» **The problem**
Reproduce all the entries exactly and keep the pictures out.
begin Data in this exercise
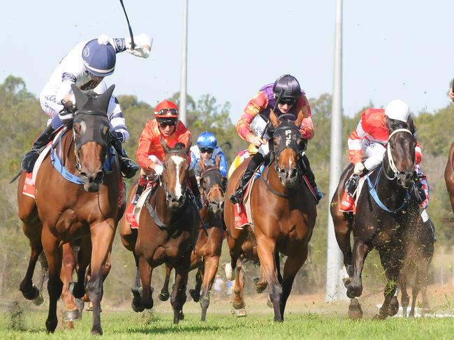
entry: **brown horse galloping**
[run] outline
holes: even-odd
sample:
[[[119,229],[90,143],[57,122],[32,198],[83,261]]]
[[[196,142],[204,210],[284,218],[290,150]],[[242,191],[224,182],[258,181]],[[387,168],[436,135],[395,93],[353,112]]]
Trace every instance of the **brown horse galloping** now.
[[[178,323],[186,302],[186,288],[198,231],[198,211],[189,197],[187,180],[189,160],[186,148],[177,143],[173,149],[161,139],[166,152],[159,185],[152,192],[139,216],[135,248],[142,281],[140,308],[153,307],[151,281],[153,269],[166,263],[175,269],[170,302],[173,323]]]
[[[279,122],[272,111],[270,119],[276,128],[272,137],[275,151],[252,187],[250,198],[261,270],[270,286],[276,321],[284,320],[295,276],[307,257],[308,243],[317,215],[315,199],[302,183],[300,152],[304,141],[298,128],[302,118],[300,114],[295,122]],[[232,175],[226,197],[233,194],[245,166],[242,164]],[[226,199],[224,218],[230,233],[230,265],[233,269],[248,235],[247,229],[234,228],[234,208]],[[282,276],[279,252],[288,256]]]
[[[369,175],[359,196],[355,215],[339,210],[345,183],[353,173],[350,164],[342,173],[331,200],[336,239],[344,254],[344,264],[350,277],[345,282],[351,299],[349,316],[363,316],[357,297],[363,293],[361,274],[369,252],[376,248],[388,279],[385,300],[377,318],[394,316],[399,302],[395,296],[396,284],[407,255],[411,236],[416,235],[418,205],[409,194],[413,187],[416,141],[410,117],[406,123],[386,118],[389,132],[388,153],[382,165]],[[367,175],[369,176],[369,175]],[[369,192],[370,187],[370,192]],[[350,236],[353,233],[352,253]]]
[[[453,208],[453,212],[454,212],[454,143],[451,144],[449,149],[448,163],[446,163],[446,167],[444,170],[444,180],[446,182],[451,206]]]
[[[207,231],[203,228],[198,231],[198,238],[193,252],[191,254],[191,268],[197,268],[196,287],[189,291],[194,302],[200,302],[202,321],[205,321],[210,305],[210,291],[219,265],[219,257],[224,236],[224,193],[226,183],[219,171],[220,158],[217,157],[215,166],[205,167],[199,162],[200,173],[200,187],[204,198],[205,206],[200,210],[200,217]],[[159,300],[166,301],[169,297],[168,283],[172,268],[166,268],[166,280],[159,294]],[[200,293],[200,288],[202,292]],[[180,318],[184,316],[182,314]]]
[[[47,332],[53,332],[58,323],[57,301],[63,286],[61,245],[80,242],[78,282],[73,293],[82,298],[87,289],[94,305],[91,334],[101,334],[103,270],[121,213],[118,207],[121,173],[117,162],[112,163],[110,171],[103,169],[110,141],[106,111],[114,86],[99,96],[87,96],[76,86],[72,88],[79,109],[72,131],[63,135],[55,149],[54,161],[50,162],[50,156],[47,155],[41,164],[35,182],[36,203],[21,194],[24,173],[19,181],[19,217],[31,248],[20,291],[29,300],[39,294],[31,279],[38,257],[44,249],[49,266],[50,297],[45,324]],[[78,174],[79,178],[75,180],[82,185],[68,181],[56,170],[52,163],[57,165],[58,160],[67,171],[67,177]],[[85,286],[89,265],[91,272]]]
end Data in this exercise
» **Solution for this task**
entry: **brown horse galloping**
[run] outline
holes: even-odd
sample:
[[[119,229],[90,143],[57,122],[32,198],[83,261]]]
[[[196,142],[204,210],[284,218],[290,150]],[[242,191],[224,182],[258,181]],[[387,168],[436,135],[395,93],[353,112]]]
Trace every instance of the **brown horse galloping** now.
[[[178,323],[186,302],[186,288],[198,231],[198,211],[189,197],[187,180],[189,160],[186,148],[177,143],[173,149],[161,139],[166,152],[159,185],[152,192],[139,216],[135,248],[142,281],[140,308],[153,307],[151,281],[153,269],[166,263],[175,269],[170,302],[173,323]]]
[[[279,122],[272,111],[270,119],[276,128],[272,137],[275,151],[252,187],[250,198],[261,270],[270,286],[276,321],[284,320],[295,276],[307,257],[308,243],[317,215],[315,199],[302,183],[300,152],[304,141],[298,128],[302,118],[300,114],[295,122]],[[232,175],[226,197],[233,194],[245,166],[242,164]],[[226,199],[224,218],[230,233],[230,265],[233,269],[248,235],[247,229],[234,228],[234,208]],[[282,276],[279,252],[288,256]]]
[[[369,175],[359,196],[355,215],[339,210],[345,183],[353,173],[350,164],[342,173],[331,200],[336,239],[344,254],[344,264],[350,277],[345,282],[351,299],[349,316],[363,316],[357,297],[363,293],[361,274],[369,252],[376,248],[388,279],[385,300],[377,318],[394,316],[399,302],[395,296],[396,284],[407,255],[411,236],[416,235],[418,205],[409,194],[413,187],[416,141],[410,117],[406,123],[386,118],[389,132],[388,153],[382,165]],[[367,175],[369,176],[369,175]],[[369,192],[370,187],[370,192]],[[350,236],[353,233],[352,253]]]
[[[453,208],[453,212],[454,212],[454,143],[451,144],[449,149],[448,163],[446,163],[446,167],[444,170],[444,180],[446,182],[451,206]]]
[[[207,231],[203,228],[198,231],[198,238],[193,252],[191,254],[191,268],[197,268],[196,287],[189,291],[194,302],[200,302],[202,321],[205,321],[210,305],[210,291],[219,265],[219,257],[224,236],[224,193],[226,183],[219,171],[220,158],[217,157],[215,166],[205,167],[199,162],[200,173],[200,187],[204,198],[205,206],[200,210],[200,217]],[[159,300],[166,301],[169,297],[168,283],[172,268],[166,268],[166,280],[159,294]],[[200,293],[200,288],[202,292]],[[180,318],[184,316],[182,314]]]
[[[47,332],[53,332],[58,323],[57,301],[63,286],[61,245],[80,242],[78,282],[73,293],[82,298],[87,289],[94,305],[91,334],[101,334],[103,270],[121,213],[118,207],[121,173],[117,162],[112,163],[110,171],[103,169],[110,141],[106,111],[114,86],[99,96],[87,96],[76,86],[72,88],[79,109],[72,131],[63,135],[55,149],[54,161],[50,162],[50,156],[47,155],[41,164],[35,182],[36,203],[21,194],[24,173],[19,181],[19,217],[31,248],[20,291],[29,300],[39,294],[31,279],[38,257],[44,249],[49,266],[50,297],[45,324]],[[78,174],[79,178],[75,180],[82,185],[68,181],[56,170],[52,163],[57,165],[58,160],[67,171],[67,177]],[[85,286],[89,265],[91,272]]]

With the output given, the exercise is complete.